Pesona Desa Maros
Dukung Pertanian Rendah Emisi di Desa Salenrang, Balai PPI Karhutla Kenalkan Teknologi Rendah Karbon
Sejak 2020 pemerintah dan masyarakat Desa Salenrang telah mencanangkan program pertanian alami rendah karbon untuk meminimalisir pemanasan global.
Penulis: Hutami Nur Saputri | Editor: Edi Sumardi
Laporan Sumantri Lira
Sekretaris Desa Salenrang, Kecamatan Bontoa, Maros.
TRIBUN-TIMUR.COM, MAROS - Balai Pengendalian Perubahan Iklim dan Kebakaran Hutan dan Lahan (Balai PPI dan Karhutla) wilayah Sulawesi melaksanakan Bimtek Sains dan Teknologi Rendah Karbon di Desa Salenrang.
Bimtek ini digelar sebagai dukungan terhadap Program Pertanian Organik di Desa Salenrang, Kecamatan Bontoa, Kabupaten Maros, Sulawesi Selatan.
Kegiatan berlangsung di lokasi Program Kampung Iklim Dusun Rammang-Rammang Desa Salenrang, pada Jumat (29/10/2021).
Kegiatan ini merupakan kerja sama Komunitas Anak Sungai Desa Salenrang dengan Balai PPI dan Karhutla untuk memberikan pemahaman kepada masyarakat terkait pertanian rendah emisi.
Sekaligus mengedukasi tentang penerapan teknologi rendah karbon pada kegiatan pertanian rendah emisi atau pertanian alami di lokasi Program Kampung Iklim.
Sebagaimana diketahui bahwa salah satu isu sentral yang menjadi perhatian dunia beberapa tahun ini adalah pemanasan global akibat perubahan iklim.
Pemanasan global merupakan fenomena meningkatnya suhu rata-rata atmosfer, daratan bumi, dan lautan secara menyeluruh.
Selain karbon dioksida, penyumbang terbesar penyebab pemanasan global adalah polusi metana karena pertanian, peternakan, dan perkebunan.
Kurang lebih 50% metana diproduksi dari aktivitas manusia di sektor pertanian.
Untuk meminimalisir pemanasan global dan mewujudkan Desa Pangan Aman, sejak 2020 pemerintah dan masyarakat Desa Salenrang telah mencanangkan program pertanian alami rendah karbon.

Kepala Balai PPI dan Karhutla wilayah Sulawesi, I Made Gede Setia Rimbawan menjelaskan bahwa maraknya kampanye perubahan iklim membuahkan hasil yang nyata, baik melalui kegiatan adaptasi maupun mitigasi.
Dampak positif dari kampanye tersebut adalah timbulnya kesadaran masyarakat mengenai pentingnya kegiatan pencegahan (mitigasi) dan penyesuaian (adaptasi).
Salah satu upaya yang dilakukan untuk mengurangi resiko dan dampak perubahan lingkungan adalah penerapan teknologi rendah karbon di seluruh aspek kehidupan.
“Kesadaran pengurangan emisi dan gas rumah kaca dijadikan sebagai kebutuhan. Penggunaan teknologi yang mengeluarkan emisi dan gas rumah kaca dikurangi atau bahkan ditiadakan” jelas I Made Gede Setia Rimbawan yang akrab disapa Kepala Balai.

(Instruksi Tugas 1):
Kumpulkan semua baris entri yang memuat kata "shed", dengan membedakan huruf besar dan huruf kecil.

(Data Latihan):

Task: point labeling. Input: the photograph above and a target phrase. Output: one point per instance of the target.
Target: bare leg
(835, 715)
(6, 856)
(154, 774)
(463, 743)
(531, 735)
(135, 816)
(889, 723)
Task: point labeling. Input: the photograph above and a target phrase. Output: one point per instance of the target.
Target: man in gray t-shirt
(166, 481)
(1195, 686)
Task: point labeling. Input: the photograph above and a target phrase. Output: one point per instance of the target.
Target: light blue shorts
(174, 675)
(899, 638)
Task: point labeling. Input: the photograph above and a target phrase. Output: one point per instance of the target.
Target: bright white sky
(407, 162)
==
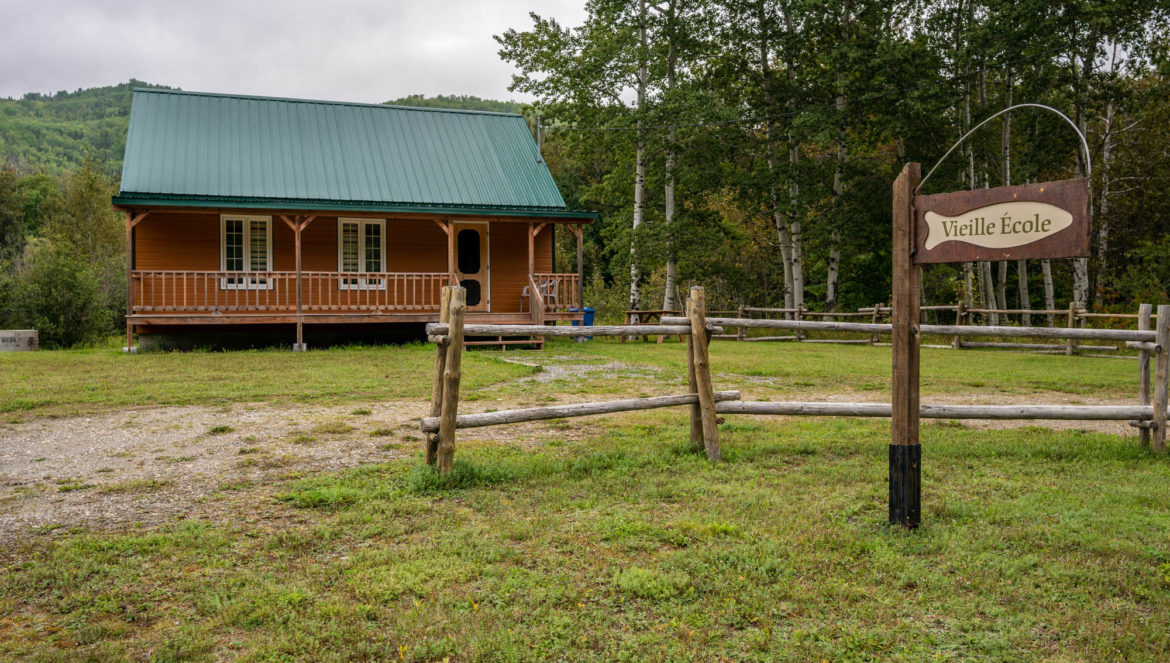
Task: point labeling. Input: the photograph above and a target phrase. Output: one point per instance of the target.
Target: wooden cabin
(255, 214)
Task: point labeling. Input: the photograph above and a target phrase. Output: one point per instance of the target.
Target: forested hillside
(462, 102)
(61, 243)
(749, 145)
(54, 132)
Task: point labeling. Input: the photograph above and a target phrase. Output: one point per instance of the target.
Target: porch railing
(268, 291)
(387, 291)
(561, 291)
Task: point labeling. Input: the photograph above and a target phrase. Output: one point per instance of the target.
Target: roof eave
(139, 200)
--
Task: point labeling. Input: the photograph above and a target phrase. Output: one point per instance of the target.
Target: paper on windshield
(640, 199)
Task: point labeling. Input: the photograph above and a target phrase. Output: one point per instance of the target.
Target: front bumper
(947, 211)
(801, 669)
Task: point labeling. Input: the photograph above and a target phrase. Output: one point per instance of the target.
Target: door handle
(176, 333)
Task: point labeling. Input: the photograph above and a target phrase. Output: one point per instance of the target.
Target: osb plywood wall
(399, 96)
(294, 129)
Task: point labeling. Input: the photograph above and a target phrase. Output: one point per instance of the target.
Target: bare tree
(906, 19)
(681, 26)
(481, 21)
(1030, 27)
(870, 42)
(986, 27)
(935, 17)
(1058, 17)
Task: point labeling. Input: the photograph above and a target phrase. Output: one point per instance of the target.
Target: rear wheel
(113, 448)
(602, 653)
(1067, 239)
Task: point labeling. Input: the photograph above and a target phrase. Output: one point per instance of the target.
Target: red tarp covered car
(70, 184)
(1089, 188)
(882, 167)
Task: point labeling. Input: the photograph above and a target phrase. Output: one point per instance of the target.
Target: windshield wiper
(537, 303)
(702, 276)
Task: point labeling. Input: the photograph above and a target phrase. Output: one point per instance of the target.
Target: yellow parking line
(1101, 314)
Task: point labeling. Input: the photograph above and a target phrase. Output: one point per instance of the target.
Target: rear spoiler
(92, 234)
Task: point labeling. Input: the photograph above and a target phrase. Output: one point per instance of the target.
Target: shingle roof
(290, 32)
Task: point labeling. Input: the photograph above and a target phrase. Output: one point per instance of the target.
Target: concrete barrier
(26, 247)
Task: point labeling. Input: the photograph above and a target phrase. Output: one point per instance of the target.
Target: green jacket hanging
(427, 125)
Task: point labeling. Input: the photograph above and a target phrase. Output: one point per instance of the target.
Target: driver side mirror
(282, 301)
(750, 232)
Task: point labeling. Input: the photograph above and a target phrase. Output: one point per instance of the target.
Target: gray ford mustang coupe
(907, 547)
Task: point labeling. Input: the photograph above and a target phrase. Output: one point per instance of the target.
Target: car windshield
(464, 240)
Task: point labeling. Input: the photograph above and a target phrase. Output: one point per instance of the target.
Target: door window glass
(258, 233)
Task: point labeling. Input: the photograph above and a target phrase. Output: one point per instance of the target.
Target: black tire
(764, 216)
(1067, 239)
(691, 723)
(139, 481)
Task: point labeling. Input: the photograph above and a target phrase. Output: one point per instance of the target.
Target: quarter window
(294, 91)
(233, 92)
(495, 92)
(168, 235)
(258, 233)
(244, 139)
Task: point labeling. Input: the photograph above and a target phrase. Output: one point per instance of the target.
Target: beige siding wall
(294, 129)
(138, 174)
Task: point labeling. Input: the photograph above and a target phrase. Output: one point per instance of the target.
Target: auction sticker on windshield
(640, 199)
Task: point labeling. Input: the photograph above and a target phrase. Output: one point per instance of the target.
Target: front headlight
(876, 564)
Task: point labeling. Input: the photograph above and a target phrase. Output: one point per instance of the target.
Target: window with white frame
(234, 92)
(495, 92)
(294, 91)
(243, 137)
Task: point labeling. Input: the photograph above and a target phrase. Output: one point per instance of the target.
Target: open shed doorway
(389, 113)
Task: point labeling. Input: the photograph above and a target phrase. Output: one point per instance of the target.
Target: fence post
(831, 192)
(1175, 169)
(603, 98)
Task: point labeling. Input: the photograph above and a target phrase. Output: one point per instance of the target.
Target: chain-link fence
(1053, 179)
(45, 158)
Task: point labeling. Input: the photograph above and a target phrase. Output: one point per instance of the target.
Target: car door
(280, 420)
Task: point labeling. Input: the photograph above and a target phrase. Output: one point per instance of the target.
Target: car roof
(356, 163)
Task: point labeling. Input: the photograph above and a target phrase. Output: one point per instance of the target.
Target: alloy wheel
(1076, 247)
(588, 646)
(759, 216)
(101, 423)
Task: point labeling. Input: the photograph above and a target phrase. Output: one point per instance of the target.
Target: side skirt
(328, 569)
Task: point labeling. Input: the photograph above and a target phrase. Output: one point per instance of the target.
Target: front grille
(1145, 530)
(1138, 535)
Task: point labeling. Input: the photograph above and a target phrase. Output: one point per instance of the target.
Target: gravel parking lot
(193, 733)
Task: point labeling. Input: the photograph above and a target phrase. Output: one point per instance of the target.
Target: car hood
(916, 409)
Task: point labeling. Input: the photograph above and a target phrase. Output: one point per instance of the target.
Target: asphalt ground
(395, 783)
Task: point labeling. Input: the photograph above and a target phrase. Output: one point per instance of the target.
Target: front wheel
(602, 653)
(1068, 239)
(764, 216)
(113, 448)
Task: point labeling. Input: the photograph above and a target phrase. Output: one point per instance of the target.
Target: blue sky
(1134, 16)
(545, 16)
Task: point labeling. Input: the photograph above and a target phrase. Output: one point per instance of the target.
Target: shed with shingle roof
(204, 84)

(Instruksi Tugas 2):
Menurut berita tentang pertanian rendah emisi di Desa Salenrang, pada hari dan tanggal berapa kegiatan Bimtek Sains dan Teknologi Rendah Karbon berlangsung?

(Penyelesaian Lengkap 1):
Target: open shed doorway
Target: shed with shingle roof

(Penyelesaian Lengkap 2):
Pada hari Jumat, 29 Oktober 2021.